# WORK INSTRUCTIONS:
1. Reproduce word for word the portion of the article below on selective application of the law in Zambia between "COUNCIL of Churches" and "a police officer.", inclusive.
2. Pick up the article below on selective application of the law in Zambia and continue it from its final sentence.

# GIVEN PASSAGE:
Start of Block
COUNCIL of Churches in Zambia (CCZ) general secretary Fr Emmanuel Chikoya has expressed concern over the selective application of the law in the country.

Fr Chikoya has noted that the sooner the country begins to apply the law fairly and without discrimination, the better for everyone.

In July, last year, suspended Eastern Province PF youth chairperson Emmanuel Jay Jay Banda and some other PF cadres stormed Lusaka Central Police and assaulted some unsuspecting officers on duty.

They also got away with undisclosed amounts of money belonging to one of the officers.

In November, last year, a few months after the incident, Lusaka High Court Judge Wilfred Muma fined Banda and three others K150 each for disorderly conduct in a police station after they pleaded guilty, while their co-accused Maxwell Pito was sentenced to 12 months imprisonment for assaulting a police officer.

On Wednesday this week, the Chinsali Magistrates’ Court convicted Sesheke UPND member of parliament Romeo Kang’ombe on a charge of assault and two counts of abduction of police officers.

The court however, acquitted him on one count of assault.

He is yet to be sentenced in the three charges.

But in an interview, Fr Chikoya called for sanity in the country, saying the two cases showed that other people were more Zambian than others.

“It must remain a concern. It shows that they are others who are more Zambian than others, and that the Zambian law has got eyes. It selects who to see and who not to see. The two cases actually, you are talking of the Central Police, the mother of all the police stations in Zambia, being stormed by well known political party cadres from the Patriotic Front. They went on the run and then appeared, then the case suddenly faltered. Which kind of law are we applying? These are the very concrete examples of how unprofessional our police are,” he said.
End of Block
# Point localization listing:
Start of Block
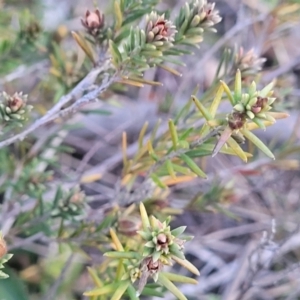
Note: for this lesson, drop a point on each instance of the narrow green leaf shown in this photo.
(173, 133)
(228, 92)
(257, 142)
(178, 231)
(266, 90)
(237, 149)
(170, 286)
(142, 134)
(94, 276)
(170, 168)
(115, 53)
(192, 165)
(238, 86)
(216, 102)
(144, 217)
(120, 290)
(204, 111)
(118, 14)
(226, 134)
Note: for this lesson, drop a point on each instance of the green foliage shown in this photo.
(44, 205)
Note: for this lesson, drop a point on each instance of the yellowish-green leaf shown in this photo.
(116, 240)
(118, 13)
(238, 86)
(266, 90)
(95, 277)
(170, 169)
(204, 111)
(226, 134)
(228, 92)
(132, 293)
(216, 102)
(124, 148)
(142, 134)
(115, 53)
(257, 142)
(144, 217)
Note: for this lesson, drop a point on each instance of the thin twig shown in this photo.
(75, 94)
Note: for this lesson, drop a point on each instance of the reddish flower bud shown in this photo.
(236, 120)
(15, 102)
(93, 21)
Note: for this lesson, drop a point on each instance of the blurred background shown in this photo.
(245, 217)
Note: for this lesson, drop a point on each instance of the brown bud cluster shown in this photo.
(158, 29)
(93, 21)
(15, 102)
(236, 120)
(208, 15)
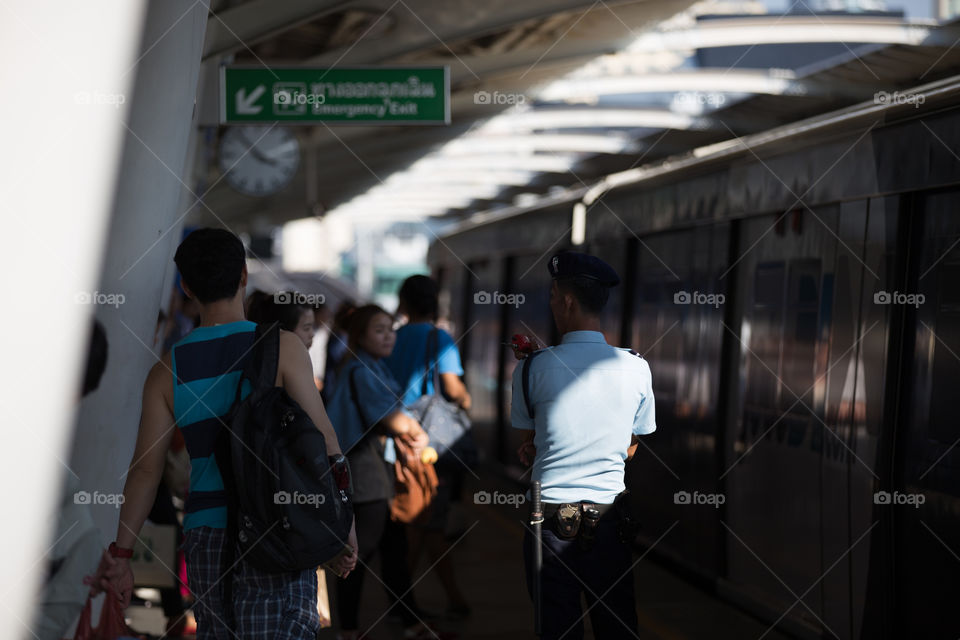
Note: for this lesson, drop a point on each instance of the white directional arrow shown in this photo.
(245, 103)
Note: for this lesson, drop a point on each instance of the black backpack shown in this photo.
(446, 423)
(285, 511)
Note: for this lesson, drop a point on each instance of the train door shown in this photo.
(925, 496)
(773, 471)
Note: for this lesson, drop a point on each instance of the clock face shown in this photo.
(259, 161)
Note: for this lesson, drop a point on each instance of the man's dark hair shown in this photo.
(591, 294)
(419, 296)
(211, 262)
(96, 358)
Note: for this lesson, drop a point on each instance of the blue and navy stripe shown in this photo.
(207, 366)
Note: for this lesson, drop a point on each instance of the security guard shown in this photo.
(583, 405)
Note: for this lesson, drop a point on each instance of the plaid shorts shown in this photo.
(265, 605)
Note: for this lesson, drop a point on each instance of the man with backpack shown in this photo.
(198, 388)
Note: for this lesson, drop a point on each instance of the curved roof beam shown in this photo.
(702, 81)
(555, 163)
(729, 32)
(580, 118)
(440, 175)
(580, 143)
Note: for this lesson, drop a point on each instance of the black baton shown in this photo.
(536, 519)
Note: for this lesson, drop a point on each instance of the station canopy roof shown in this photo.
(554, 94)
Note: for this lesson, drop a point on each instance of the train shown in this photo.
(797, 296)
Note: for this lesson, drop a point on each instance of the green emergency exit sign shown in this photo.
(347, 95)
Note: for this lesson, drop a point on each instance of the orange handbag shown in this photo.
(415, 485)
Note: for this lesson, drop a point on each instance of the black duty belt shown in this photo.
(550, 508)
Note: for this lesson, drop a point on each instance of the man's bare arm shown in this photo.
(146, 467)
(295, 374)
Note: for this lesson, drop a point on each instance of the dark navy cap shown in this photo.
(569, 264)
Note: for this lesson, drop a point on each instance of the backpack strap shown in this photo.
(525, 382)
(356, 396)
(261, 369)
(432, 362)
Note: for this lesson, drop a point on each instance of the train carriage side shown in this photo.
(800, 310)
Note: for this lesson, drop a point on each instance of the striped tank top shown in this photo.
(207, 365)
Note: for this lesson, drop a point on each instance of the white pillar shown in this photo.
(65, 92)
(145, 228)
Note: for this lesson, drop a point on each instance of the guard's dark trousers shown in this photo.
(604, 575)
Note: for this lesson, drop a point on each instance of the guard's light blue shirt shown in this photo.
(408, 361)
(589, 398)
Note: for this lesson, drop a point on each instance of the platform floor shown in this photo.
(488, 558)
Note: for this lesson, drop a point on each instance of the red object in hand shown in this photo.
(112, 624)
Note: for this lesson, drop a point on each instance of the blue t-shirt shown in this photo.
(408, 360)
(207, 366)
(589, 399)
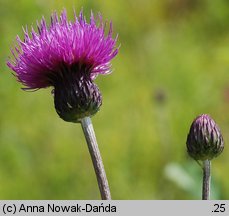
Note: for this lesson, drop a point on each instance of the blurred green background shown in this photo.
(173, 65)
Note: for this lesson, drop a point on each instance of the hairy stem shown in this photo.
(206, 180)
(96, 158)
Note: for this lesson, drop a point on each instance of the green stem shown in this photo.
(206, 180)
(96, 158)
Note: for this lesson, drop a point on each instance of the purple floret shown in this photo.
(85, 47)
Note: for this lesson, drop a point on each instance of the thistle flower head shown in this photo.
(204, 141)
(68, 56)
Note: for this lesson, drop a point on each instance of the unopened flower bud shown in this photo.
(204, 141)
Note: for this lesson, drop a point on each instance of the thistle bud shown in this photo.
(204, 141)
(76, 97)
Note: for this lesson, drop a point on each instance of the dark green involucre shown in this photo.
(204, 141)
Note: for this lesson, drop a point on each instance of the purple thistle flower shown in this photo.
(68, 56)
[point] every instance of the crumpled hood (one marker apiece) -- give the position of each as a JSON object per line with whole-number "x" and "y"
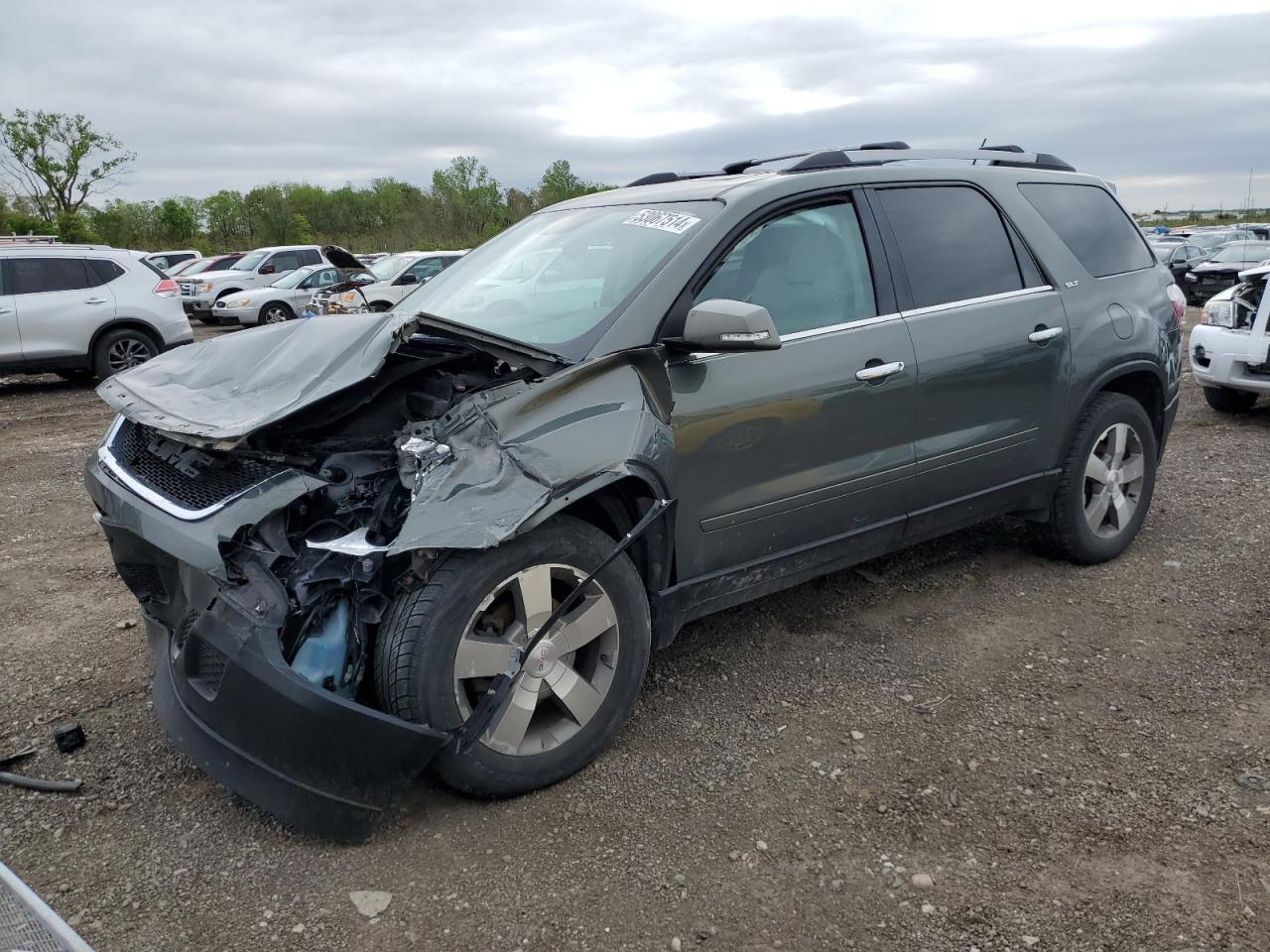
{"x": 226, "y": 388}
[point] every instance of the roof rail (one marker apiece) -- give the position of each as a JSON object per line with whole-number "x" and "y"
{"x": 875, "y": 154}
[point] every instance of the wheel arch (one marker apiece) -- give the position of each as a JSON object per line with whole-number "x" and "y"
{"x": 613, "y": 502}
{"x": 125, "y": 324}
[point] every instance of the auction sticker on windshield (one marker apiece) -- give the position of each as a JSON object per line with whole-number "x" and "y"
{"x": 663, "y": 221}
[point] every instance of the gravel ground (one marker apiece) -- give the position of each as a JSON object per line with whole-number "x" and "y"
{"x": 959, "y": 747}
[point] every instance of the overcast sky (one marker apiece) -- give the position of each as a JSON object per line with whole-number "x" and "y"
{"x": 1171, "y": 100}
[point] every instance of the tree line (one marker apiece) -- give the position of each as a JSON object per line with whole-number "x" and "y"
{"x": 56, "y": 166}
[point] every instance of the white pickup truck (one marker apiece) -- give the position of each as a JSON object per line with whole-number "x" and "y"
{"x": 263, "y": 266}
{"x": 1229, "y": 352}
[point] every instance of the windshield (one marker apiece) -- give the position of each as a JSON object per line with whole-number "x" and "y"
{"x": 558, "y": 278}
{"x": 248, "y": 264}
{"x": 294, "y": 280}
{"x": 386, "y": 267}
{"x": 1242, "y": 252}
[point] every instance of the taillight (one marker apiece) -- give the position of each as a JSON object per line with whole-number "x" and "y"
{"x": 1179, "y": 301}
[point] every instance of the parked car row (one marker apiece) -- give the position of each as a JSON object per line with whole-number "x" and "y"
{"x": 80, "y": 309}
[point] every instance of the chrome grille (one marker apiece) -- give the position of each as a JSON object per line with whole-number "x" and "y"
{"x": 191, "y": 479}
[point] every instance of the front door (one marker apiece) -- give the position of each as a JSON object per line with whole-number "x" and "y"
{"x": 10, "y": 341}
{"x": 788, "y": 448}
{"x": 992, "y": 350}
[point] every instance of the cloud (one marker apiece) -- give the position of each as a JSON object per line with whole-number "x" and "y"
{"x": 1166, "y": 98}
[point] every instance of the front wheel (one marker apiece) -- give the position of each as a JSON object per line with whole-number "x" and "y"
{"x": 441, "y": 645}
{"x": 1103, "y": 490}
{"x": 1229, "y": 402}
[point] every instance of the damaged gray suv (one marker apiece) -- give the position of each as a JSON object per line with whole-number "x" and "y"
{"x": 449, "y": 535}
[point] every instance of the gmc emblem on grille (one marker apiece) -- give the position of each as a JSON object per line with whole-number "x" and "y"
{"x": 186, "y": 460}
End of Block
# ANSWERS:
1.
COUNCIL of Churches in Zambia (CCZ) general secretary Fr Emmanuel Chikoya has expressed concern over the selective application of the law in the country.

Fr Chikoya has noted that the sooner the country begins to apply the law fairly and without discrimination, the better for everyone.

In July, last year, suspended Eastern Province PF youth chairperson Emmanuel Jay Jay Banda and some other PF cadres stormed Lusaka Central Police and assaulted some unsuspecting officers on duty.

They also got away with undisclosed amounts of money belonging to one of the officers.

In November, last year, a few months after the incident, Lusaka High Court Judge Wilfred Muma fined Banda and three others K150 each for disorderly conduct in a police station after they pleaded guilty, while their co-accused Maxwell Pito was sentenced to 12 months imprisonment for assaulting a police officer.

2.
“There must be zero tolerance for that behavior. Just yesterday (Wednesday), when there was this filing in of nominations, I was driving and next to me was a police landcruiser. There was a group of these buses with PF cadres on rooftops shouting and telling everyone to move out of the road. The police never moved an inch, they were on the road and these guys were causing mayhem on the road. The police were not doing anything. That is the problem and the buck falls on the President, we need to have sanity in this country.”

Fr Chikoya noted that the sooner the country begins to apply the law fairly and without discrimination, the better for everyone.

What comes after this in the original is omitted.